Extracted listing entries:
Begin
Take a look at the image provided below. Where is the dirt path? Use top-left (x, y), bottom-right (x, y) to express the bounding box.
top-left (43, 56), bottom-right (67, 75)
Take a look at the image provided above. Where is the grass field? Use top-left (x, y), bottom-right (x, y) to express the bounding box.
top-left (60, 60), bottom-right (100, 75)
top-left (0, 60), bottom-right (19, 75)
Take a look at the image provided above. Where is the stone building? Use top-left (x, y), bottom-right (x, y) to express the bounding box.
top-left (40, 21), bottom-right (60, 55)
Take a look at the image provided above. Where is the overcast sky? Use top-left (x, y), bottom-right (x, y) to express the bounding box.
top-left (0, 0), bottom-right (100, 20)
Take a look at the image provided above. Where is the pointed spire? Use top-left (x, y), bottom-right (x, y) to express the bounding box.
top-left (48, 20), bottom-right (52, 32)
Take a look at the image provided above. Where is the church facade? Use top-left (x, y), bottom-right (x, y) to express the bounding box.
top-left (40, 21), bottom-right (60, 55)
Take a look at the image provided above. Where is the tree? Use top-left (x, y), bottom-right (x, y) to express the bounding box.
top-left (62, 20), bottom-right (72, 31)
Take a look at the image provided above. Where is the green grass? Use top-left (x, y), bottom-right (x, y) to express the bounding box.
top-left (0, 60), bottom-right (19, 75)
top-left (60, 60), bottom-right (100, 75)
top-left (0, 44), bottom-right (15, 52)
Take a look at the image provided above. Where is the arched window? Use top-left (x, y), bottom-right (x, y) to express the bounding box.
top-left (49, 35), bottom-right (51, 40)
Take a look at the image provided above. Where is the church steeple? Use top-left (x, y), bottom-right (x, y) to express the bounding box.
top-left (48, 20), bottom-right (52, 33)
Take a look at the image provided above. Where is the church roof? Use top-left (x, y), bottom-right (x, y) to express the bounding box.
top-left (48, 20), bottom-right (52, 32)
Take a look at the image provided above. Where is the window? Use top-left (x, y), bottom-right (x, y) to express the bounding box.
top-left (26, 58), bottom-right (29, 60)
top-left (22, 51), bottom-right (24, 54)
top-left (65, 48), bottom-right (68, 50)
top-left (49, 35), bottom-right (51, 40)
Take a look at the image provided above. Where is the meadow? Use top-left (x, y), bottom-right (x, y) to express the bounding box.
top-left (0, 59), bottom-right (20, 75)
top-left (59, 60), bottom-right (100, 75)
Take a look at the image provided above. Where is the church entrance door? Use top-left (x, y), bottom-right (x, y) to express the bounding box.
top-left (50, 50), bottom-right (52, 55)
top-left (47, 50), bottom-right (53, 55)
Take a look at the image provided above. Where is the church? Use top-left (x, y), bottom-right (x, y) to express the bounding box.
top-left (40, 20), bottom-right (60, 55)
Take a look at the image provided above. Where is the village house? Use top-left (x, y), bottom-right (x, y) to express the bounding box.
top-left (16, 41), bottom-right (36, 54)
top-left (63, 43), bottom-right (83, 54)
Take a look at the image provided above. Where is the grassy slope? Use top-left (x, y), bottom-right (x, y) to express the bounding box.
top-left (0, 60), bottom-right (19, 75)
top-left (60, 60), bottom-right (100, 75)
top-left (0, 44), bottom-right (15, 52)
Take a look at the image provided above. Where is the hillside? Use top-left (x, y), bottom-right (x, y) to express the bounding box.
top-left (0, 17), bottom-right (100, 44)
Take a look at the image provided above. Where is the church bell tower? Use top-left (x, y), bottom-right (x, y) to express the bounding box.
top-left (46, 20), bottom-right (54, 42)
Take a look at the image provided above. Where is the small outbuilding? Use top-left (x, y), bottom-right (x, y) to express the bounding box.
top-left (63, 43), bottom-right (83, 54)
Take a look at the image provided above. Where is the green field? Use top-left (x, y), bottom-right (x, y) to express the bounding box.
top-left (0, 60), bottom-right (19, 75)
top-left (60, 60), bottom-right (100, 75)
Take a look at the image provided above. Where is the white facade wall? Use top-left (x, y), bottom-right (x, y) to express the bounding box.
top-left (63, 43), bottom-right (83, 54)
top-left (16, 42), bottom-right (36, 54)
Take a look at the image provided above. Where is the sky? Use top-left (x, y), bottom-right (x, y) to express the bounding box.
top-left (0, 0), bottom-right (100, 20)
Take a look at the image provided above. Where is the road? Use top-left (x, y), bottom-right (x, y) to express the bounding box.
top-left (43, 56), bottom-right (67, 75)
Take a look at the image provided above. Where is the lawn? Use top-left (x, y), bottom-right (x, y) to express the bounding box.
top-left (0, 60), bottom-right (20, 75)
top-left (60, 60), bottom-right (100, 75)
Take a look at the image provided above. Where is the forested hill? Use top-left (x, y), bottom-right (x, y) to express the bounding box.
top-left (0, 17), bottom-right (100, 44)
End
Could you copy the listing above line for line, with nothing changed?

Take a look at the image provided below. Where is the dirt path? Use top-left (x, y), bottom-right (x, y) to express the bounding box.
top-left (43, 56), bottom-right (67, 75)
Take a look at the image provided above. Where is the grass field? Use top-left (x, y), bottom-right (x, y) to express the bounding box.
top-left (60, 60), bottom-right (100, 75)
top-left (0, 60), bottom-right (19, 75)
Take a look at the image provided above. Where is the stone building? Use top-left (x, y), bottom-right (x, y) to express the bounding box.
top-left (40, 21), bottom-right (60, 55)
Take a look at the image provided above. Where is the overcast sky? Use top-left (x, y), bottom-right (x, y) to express the bounding box.
top-left (0, 0), bottom-right (100, 20)
Take a look at the image provided above. Where is the pointed spire? Use top-left (x, y), bottom-right (x, y) to express the bounding box.
top-left (48, 20), bottom-right (52, 32)
Take a look at the image provided above. Where is the church facade? Use top-left (x, y), bottom-right (x, y) to express the bounding box.
top-left (40, 21), bottom-right (60, 55)
Take a look at the image provided above. Where is the tree? Use top-left (x, y), bottom-right (x, y) to express the bounding box.
top-left (62, 20), bottom-right (72, 31)
Take a look at the image provided above. Where is the green grass? Use top-left (x, y), bottom-right (x, y) to express the bounding box.
top-left (0, 60), bottom-right (19, 75)
top-left (60, 60), bottom-right (100, 75)
top-left (0, 44), bottom-right (15, 52)
Take a look at the image provided above. Where is the arched window? Use top-left (x, y), bottom-right (x, y) to express the bounding box.
top-left (49, 35), bottom-right (51, 40)
Take a look at the image provided above. Where is the church steeple? Use top-left (x, y), bottom-right (x, y) to express the bounding box.
top-left (48, 20), bottom-right (52, 33)
Take a look at the image provided above. Where is the church roof? Use top-left (x, y), bottom-right (x, y) to express the bounding box.
top-left (48, 20), bottom-right (52, 32)
Take a look at the image provided above. Where is the window? Use top-left (x, y), bottom-right (x, y) to express the bounding box.
top-left (26, 58), bottom-right (29, 60)
top-left (22, 51), bottom-right (24, 54)
top-left (65, 48), bottom-right (68, 50)
top-left (49, 35), bottom-right (51, 40)
Take a look at the image provided above. Where is the meadow? Use top-left (x, y), bottom-right (x, y) to express the bounding box.
top-left (0, 59), bottom-right (20, 75)
top-left (59, 60), bottom-right (100, 75)
Take a look at the image provided above. Where is the church entrance door? Use top-left (x, y), bottom-right (x, y) to express the bounding box.
top-left (50, 50), bottom-right (52, 55)
top-left (47, 50), bottom-right (53, 55)
Take a look at the image provided above. Where is the church? Use top-left (x, y), bottom-right (x, y) to express the bounding box.
top-left (40, 20), bottom-right (60, 55)
Take a look at the image provided above. Where is the village house? Use top-left (x, y), bottom-right (x, y) to express the bounding box.
top-left (16, 41), bottom-right (36, 54)
top-left (63, 43), bottom-right (83, 54)
Take a look at the image provided above. Where is the grassy slope? Use top-left (x, y), bottom-right (x, y) to express the bounding box.
top-left (0, 60), bottom-right (19, 75)
top-left (60, 60), bottom-right (100, 75)
top-left (0, 44), bottom-right (15, 52)
Take a look at the image provided above. Where is the hillside? Use top-left (x, y), bottom-right (x, y) to express the bounding box.
top-left (0, 17), bottom-right (100, 44)
Take a look at the image provided above. Where is the church bell tower? Use top-left (x, y), bottom-right (x, y) to express the bounding box.
top-left (46, 20), bottom-right (54, 42)
Take a look at the image provided above. Where is the small outbuilding? Use top-left (x, y), bottom-right (x, y) to express the bounding box.
top-left (63, 43), bottom-right (83, 54)
Take a look at the image provided above. Where is the green field? Use top-left (x, y), bottom-right (x, y) to express the bounding box.
top-left (0, 60), bottom-right (19, 75)
top-left (60, 60), bottom-right (100, 75)
Take a look at the image provided above. Where is the white facade wall? Use top-left (x, y), bottom-right (x, y) to express the bounding box.
top-left (63, 43), bottom-right (83, 54)
top-left (16, 42), bottom-right (36, 54)
Take a look at the image provided above. Where is the sky? Use top-left (x, y), bottom-right (x, y) to express the bounding box.
top-left (0, 0), bottom-right (100, 20)
Take a look at the image provided above. Where is the road? Use top-left (x, y), bottom-right (x, y) to express the bounding box.
top-left (43, 56), bottom-right (67, 75)
Take a look at the image provided above. Where is the lawn? Use top-left (x, y), bottom-right (x, y) to express the bounding box.
top-left (0, 60), bottom-right (20, 75)
top-left (60, 60), bottom-right (100, 75)
Take a look at the image provided above. Where is the forested hill? Use top-left (x, y), bottom-right (x, y) to express the bounding box.
top-left (0, 17), bottom-right (100, 44)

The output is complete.